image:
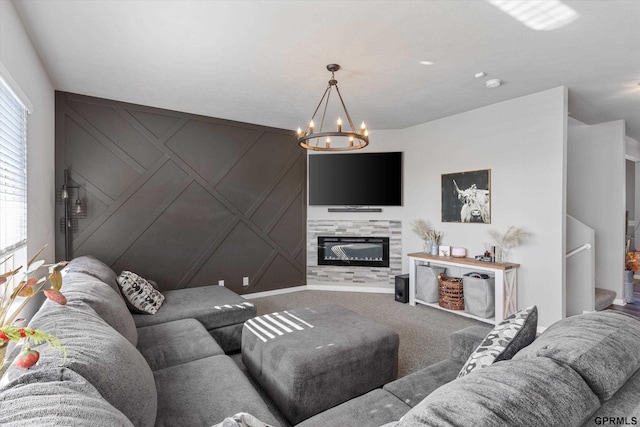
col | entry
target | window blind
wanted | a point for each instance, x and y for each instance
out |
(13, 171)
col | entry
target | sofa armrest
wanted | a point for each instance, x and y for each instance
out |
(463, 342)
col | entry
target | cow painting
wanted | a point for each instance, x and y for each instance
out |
··········
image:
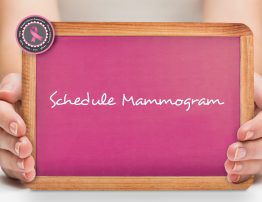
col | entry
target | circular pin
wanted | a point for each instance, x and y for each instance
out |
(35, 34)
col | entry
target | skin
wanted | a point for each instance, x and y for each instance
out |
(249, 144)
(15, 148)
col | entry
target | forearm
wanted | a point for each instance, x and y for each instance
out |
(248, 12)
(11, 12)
··········
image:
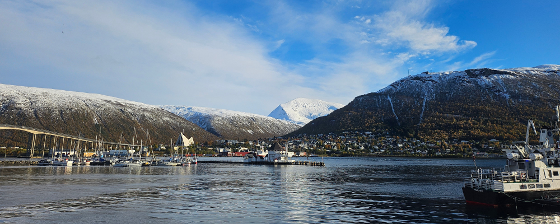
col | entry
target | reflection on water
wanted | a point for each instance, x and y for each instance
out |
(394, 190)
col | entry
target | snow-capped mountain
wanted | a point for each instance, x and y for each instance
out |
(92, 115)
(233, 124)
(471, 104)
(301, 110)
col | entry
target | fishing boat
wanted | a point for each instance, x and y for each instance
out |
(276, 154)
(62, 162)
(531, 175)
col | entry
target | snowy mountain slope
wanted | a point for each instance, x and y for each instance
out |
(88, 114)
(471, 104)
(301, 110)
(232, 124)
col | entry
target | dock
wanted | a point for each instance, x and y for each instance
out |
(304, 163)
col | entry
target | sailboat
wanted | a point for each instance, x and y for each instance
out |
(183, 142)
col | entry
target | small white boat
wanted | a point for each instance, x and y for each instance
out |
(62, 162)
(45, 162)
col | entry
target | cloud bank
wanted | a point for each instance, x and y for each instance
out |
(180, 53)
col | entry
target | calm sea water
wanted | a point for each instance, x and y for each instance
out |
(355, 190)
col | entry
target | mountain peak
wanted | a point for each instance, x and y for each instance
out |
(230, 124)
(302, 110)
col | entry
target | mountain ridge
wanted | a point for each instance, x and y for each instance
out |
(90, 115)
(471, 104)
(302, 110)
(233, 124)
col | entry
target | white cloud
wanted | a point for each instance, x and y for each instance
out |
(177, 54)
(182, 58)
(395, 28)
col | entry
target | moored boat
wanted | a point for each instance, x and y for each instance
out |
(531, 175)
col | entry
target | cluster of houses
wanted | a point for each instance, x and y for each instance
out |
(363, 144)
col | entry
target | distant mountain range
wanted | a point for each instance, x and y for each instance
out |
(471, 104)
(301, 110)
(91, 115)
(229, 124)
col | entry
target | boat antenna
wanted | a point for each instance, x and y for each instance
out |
··········
**EXERCISE DETAILS:**
Return every line in the rows above that contains the word "water", copied unchanged.

**SOLUTION:**
target | reflection on water
target | calm sea water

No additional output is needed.